● PROBLEM REQUIREMENTS
Quote the text on benzocaine products exactly, from "June 13, 2012" to "with teething pain.".

● DOCUMENT SECTION

June 13, 2012

Warn Customers That Tooth Pain Gel Can Endanger
Children, Some Adults

Washington, D.C.Benzocaine products, sold on your pharmacy shelves as gels, liquids, sprays, and lozenges, are not as harmless as they may appear. They can be dangerous for certain users, especially children and adults with some chronic illnesses or who smoke, according to the FDA.

The FDA began warning about the potential dangers of benzocaine gel-related cases of methemoglobinemia in 2006 and, since then, has received 29 reports of the blood disorder. Most of the cases (19) occurred in children, and 15 of those were in children under 2. The FDA has expressed particular concern about the use of OTC benzocaine products for small children with teething pain.

The FDA recommends that benzocaine products not be used for children younger than 2 years, except under the advice and supervision of a health care professional.

Methemoglobinemia can cause pale, gray, or blue-colored skin, lips and nail beds; shortness of breath; fatigue; confusion; headache; light-headedness; or rapid heart rate.

“Symptoms can occur within minutes to hours after benzocaine use,” says FDA pharmacist Mary Ghods, RPh, “They can occur after using the drug for the first time, as well as after several uses.”

(Spatial localization records)
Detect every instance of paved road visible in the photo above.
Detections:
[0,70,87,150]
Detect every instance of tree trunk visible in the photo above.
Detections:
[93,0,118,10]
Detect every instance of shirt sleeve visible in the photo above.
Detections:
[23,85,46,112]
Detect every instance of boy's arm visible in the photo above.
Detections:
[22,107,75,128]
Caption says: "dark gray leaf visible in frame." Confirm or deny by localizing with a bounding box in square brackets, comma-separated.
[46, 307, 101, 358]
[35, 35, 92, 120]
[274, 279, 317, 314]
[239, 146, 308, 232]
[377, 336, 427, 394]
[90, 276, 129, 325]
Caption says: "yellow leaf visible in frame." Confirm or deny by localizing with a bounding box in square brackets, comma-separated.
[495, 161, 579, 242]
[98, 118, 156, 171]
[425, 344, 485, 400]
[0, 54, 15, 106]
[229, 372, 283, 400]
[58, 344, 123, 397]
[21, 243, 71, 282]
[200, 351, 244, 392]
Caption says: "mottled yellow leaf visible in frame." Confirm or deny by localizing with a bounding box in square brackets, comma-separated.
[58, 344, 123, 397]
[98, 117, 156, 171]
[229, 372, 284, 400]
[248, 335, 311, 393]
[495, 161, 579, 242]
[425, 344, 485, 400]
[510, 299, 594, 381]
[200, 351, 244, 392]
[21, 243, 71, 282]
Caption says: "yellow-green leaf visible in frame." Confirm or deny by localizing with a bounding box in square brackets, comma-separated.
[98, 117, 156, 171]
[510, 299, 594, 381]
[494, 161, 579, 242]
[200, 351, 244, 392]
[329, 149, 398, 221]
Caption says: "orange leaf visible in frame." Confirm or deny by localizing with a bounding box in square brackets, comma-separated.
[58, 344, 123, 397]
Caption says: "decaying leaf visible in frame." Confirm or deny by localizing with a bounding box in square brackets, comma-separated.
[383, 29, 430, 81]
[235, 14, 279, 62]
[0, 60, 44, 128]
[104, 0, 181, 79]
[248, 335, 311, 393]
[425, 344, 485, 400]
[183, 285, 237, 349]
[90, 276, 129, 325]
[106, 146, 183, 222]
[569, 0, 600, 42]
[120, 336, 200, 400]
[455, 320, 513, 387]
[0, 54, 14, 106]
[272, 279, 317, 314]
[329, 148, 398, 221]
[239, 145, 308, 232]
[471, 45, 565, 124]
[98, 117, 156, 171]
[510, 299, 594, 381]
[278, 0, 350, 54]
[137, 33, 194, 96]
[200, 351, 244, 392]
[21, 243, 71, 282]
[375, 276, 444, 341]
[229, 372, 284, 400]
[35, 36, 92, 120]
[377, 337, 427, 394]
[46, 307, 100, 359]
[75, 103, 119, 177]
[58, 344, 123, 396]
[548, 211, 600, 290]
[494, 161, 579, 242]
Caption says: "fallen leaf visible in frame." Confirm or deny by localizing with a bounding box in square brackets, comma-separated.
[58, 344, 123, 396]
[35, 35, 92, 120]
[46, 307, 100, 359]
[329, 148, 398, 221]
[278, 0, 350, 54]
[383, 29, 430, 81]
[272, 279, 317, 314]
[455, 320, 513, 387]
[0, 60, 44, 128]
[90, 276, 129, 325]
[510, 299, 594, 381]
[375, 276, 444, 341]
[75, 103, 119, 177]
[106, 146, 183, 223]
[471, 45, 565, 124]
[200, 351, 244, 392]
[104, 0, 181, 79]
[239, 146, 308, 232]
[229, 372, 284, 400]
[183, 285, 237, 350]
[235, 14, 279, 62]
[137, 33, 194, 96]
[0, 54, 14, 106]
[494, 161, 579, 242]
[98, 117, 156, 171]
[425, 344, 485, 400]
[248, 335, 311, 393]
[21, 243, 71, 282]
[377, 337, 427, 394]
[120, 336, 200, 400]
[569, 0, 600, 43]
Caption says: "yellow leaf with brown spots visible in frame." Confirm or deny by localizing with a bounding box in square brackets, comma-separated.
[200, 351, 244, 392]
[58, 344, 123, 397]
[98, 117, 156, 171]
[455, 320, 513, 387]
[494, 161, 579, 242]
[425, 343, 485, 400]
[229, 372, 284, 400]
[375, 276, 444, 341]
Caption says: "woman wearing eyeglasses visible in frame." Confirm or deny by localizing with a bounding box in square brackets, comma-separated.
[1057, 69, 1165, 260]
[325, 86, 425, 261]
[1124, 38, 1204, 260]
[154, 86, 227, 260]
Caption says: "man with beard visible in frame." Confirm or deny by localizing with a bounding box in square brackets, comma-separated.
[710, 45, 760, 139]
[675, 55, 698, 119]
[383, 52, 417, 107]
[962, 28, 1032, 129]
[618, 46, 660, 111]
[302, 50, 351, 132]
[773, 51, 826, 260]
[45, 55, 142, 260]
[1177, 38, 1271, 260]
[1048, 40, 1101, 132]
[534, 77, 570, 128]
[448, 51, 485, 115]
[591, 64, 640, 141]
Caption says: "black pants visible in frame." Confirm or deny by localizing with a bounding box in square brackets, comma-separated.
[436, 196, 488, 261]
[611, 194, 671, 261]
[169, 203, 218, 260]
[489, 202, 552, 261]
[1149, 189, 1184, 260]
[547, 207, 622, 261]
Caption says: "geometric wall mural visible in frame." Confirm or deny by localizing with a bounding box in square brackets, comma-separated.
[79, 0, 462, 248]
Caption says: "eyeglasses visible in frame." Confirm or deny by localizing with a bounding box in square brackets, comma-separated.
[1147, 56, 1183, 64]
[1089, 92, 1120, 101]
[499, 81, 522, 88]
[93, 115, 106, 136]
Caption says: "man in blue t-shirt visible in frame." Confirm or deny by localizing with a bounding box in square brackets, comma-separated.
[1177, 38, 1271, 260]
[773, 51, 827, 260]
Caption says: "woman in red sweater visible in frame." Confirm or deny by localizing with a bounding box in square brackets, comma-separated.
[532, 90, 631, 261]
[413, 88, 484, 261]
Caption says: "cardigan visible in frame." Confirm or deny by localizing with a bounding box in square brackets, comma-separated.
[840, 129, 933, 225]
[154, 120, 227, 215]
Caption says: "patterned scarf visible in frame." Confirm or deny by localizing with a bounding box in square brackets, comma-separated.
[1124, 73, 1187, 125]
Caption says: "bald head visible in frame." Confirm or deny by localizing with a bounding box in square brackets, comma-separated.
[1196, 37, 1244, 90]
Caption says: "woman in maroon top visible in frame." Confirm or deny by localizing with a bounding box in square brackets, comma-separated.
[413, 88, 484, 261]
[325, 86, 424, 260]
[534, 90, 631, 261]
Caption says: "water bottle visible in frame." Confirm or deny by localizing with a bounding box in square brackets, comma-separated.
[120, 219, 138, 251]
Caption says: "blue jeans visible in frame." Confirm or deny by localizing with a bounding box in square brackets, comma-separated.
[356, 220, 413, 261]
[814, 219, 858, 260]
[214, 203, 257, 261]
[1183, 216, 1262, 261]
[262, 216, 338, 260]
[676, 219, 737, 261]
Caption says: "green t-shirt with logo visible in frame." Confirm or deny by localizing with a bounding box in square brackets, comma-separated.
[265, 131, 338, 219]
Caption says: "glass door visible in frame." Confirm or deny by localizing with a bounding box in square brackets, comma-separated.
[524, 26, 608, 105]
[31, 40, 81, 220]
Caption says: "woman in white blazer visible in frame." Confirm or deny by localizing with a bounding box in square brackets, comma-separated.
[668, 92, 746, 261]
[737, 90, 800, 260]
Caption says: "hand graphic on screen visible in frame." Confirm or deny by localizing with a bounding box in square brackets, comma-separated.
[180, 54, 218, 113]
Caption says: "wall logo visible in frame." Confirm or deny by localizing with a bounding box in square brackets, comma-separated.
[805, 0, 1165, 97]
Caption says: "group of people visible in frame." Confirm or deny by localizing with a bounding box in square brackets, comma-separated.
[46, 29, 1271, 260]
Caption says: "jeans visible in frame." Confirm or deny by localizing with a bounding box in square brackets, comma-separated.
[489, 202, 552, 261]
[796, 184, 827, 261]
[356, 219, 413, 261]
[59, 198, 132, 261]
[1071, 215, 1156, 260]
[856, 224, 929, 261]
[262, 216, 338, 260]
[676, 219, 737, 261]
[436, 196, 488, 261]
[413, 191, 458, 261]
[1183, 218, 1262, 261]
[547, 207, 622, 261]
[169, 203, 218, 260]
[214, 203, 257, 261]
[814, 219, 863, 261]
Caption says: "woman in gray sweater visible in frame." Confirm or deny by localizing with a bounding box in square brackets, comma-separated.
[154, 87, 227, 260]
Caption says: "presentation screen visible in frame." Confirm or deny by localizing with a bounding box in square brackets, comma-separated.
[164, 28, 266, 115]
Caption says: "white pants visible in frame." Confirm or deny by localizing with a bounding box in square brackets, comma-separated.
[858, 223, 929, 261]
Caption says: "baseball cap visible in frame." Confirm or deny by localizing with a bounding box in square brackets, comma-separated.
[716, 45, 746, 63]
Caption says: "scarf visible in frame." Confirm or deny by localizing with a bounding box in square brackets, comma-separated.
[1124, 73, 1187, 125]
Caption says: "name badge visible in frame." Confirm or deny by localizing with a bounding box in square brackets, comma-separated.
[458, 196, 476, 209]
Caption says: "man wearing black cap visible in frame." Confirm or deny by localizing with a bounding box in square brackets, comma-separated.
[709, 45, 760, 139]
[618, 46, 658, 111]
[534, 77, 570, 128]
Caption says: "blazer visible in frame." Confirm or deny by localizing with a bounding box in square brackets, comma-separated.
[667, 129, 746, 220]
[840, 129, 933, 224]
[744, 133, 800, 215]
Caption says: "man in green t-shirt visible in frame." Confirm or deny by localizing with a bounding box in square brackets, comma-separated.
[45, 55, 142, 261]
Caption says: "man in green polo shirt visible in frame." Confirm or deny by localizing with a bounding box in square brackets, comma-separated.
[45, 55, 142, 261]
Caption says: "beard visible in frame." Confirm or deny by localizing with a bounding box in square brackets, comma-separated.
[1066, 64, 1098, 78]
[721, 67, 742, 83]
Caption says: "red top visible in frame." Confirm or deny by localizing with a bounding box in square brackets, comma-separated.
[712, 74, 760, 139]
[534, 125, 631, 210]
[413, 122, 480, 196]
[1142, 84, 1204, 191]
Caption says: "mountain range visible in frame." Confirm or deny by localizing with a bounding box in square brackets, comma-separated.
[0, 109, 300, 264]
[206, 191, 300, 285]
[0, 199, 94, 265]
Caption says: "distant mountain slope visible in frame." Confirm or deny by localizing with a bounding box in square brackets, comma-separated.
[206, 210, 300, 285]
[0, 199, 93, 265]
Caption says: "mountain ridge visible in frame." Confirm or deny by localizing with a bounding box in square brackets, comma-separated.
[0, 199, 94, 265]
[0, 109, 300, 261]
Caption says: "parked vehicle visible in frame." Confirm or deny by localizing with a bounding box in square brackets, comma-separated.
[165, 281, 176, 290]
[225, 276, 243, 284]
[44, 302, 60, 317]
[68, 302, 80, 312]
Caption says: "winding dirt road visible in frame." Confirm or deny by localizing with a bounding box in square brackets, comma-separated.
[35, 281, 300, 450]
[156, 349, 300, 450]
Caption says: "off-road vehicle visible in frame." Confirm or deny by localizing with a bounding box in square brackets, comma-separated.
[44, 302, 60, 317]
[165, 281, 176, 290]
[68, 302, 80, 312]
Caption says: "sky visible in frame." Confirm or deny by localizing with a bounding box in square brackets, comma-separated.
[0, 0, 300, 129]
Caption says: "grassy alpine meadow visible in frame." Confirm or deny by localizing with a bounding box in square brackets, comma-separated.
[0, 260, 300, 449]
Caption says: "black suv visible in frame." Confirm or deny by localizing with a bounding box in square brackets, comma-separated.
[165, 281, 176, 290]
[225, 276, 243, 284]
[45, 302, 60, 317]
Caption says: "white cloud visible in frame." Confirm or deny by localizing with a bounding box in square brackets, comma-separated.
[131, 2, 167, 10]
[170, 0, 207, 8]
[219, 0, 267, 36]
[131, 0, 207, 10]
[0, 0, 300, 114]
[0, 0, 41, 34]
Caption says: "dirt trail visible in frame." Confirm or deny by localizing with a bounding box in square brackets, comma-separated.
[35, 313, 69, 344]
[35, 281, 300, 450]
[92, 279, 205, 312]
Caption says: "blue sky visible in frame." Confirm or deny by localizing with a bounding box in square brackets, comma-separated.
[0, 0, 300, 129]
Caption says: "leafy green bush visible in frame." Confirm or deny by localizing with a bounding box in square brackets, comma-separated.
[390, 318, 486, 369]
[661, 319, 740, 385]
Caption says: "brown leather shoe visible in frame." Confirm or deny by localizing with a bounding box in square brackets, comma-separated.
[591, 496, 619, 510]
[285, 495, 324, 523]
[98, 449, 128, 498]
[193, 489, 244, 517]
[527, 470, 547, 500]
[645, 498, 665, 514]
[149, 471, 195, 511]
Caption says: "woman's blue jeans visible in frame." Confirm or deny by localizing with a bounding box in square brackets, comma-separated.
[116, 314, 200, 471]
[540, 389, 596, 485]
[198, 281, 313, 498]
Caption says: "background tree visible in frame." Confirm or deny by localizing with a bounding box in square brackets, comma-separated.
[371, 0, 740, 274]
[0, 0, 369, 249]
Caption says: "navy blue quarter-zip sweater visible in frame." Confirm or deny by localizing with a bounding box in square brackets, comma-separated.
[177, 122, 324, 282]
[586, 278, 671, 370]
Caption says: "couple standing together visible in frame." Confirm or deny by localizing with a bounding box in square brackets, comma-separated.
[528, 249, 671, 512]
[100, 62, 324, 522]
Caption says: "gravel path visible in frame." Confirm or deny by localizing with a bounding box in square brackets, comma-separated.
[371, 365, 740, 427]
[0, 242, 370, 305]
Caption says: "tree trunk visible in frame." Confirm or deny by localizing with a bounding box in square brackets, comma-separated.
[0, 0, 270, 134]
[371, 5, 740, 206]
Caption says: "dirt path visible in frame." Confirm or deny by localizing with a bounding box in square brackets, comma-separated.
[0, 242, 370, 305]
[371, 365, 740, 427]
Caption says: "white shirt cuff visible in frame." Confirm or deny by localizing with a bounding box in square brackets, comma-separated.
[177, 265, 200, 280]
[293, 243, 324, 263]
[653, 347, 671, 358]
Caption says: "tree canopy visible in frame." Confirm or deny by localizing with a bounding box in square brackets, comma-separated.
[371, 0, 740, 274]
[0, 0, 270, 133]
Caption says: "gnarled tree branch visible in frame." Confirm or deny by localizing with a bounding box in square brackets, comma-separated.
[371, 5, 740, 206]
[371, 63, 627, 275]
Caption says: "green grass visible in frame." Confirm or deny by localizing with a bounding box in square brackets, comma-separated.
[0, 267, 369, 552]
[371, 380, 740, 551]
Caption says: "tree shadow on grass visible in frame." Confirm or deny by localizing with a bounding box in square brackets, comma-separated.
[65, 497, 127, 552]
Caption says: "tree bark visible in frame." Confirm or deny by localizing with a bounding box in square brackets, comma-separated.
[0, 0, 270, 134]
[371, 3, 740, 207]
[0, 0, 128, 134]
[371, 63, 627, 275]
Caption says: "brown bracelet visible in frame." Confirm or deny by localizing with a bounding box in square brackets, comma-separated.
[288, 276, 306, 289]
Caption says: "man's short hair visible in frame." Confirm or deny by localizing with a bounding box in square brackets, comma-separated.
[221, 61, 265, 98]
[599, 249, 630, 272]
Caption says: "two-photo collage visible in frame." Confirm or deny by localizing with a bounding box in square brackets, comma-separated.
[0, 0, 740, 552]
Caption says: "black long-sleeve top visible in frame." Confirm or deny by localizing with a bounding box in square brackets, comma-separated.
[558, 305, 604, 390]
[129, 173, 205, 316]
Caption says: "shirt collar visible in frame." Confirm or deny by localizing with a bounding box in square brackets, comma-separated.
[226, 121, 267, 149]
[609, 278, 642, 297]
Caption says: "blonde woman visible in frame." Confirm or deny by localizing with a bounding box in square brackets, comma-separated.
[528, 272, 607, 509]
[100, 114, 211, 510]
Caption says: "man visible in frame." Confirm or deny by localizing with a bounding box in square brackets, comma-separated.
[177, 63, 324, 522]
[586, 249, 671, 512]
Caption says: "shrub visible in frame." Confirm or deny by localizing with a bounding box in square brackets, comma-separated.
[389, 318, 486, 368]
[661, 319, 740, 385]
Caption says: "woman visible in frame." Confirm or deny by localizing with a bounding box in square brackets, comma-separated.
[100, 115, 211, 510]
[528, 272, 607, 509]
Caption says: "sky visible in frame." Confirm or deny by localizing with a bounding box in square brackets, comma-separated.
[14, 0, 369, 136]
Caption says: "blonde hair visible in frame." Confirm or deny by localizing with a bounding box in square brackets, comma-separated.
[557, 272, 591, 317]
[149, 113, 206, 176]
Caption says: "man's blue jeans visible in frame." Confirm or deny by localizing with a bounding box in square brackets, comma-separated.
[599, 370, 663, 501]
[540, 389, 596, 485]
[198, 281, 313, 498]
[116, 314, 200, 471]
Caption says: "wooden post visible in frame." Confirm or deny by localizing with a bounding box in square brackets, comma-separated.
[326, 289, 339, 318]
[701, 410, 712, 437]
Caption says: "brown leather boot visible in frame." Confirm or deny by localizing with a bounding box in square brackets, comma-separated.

● TASK SOLUTION
June 13, 2012

Warn Customers That Tooth Pain Gel Can Endanger
Children, Some Adults

Washington, D.C.Benzocaine products, sold on your pharmacy shelves as gels, liquids, sprays, and lozenges, are not as harmless as they may appear. They can be dangerous for certain users, especially children and adults with some chronic illnesses or who smoke, according to the FDA.

The FDA began warning about the potential dangers of benzocaine gel-related cases of methemoglobinemia in 2006 and, since then, has received 29 reports of the blood disorder. Most of the cases (19) occurred in children, and 15 of those were in children under 2. The FDA has expressed particular concern about the use of OTC benzocaine products for small children with teething pain.